»»
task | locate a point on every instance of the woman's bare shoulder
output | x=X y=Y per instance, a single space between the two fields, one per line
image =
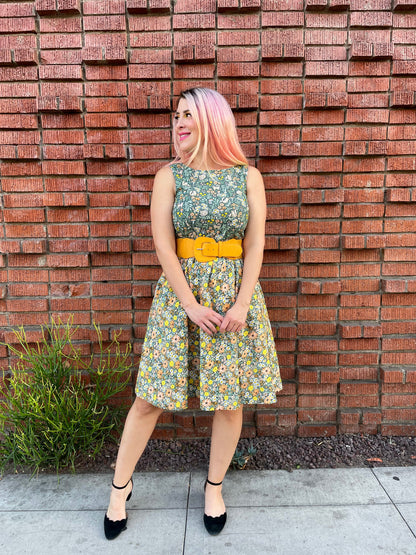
x=164 y=179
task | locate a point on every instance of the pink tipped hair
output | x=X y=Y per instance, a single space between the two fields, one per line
x=217 y=131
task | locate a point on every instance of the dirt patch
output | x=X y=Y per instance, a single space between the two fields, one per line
x=272 y=453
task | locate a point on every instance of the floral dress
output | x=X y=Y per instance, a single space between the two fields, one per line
x=179 y=360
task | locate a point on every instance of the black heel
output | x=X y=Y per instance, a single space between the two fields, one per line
x=214 y=524
x=113 y=528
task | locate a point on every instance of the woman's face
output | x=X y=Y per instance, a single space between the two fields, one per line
x=185 y=127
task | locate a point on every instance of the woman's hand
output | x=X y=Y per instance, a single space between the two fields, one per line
x=234 y=319
x=206 y=318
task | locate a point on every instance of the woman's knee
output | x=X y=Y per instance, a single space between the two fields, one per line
x=143 y=408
««
◆ Short task ◆
Set down all the entries exactly as they appear, but skip any pictures.

◆ Final result ◆
task | locate a point on every instance of the woman's bare shoulder
output | x=X y=Y per instance, a single space between the two fields, one per line
image =
x=164 y=179
task | locate a point on every instance of the pink tipped hair
output | x=X y=Y per instance, a single space between the two fields, one per line
x=217 y=131
task | locate a point on every instance of the dirt patch
output | x=X y=Y per instance, a single space between the two fields, one per line
x=272 y=453
task | locate a point on every instance of the floral dress
output | x=X y=Y per instance, a single space between the two fields, one per line
x=179 y=360
task | locate a point on every instance of the black heel
output | x=X y=Y per instance, a single space between the two fields, one per line
x=214 y=524
x=113 y=528
task | locate a point on every instance of the woman's face
output | x=X y=Y per instance, a single space between the two fields, one per line
x=185 y=127
task | locate a point on every instance of the woman's hand
output | x=X y=Y per instance, a single space between the two fields, one per line
x=234 y=319
x=206 y=318
task | locate a point on every instance of the woman's knee
output | x=X y=Y per instance, a single space between the two fields, one per line
x=143 y=408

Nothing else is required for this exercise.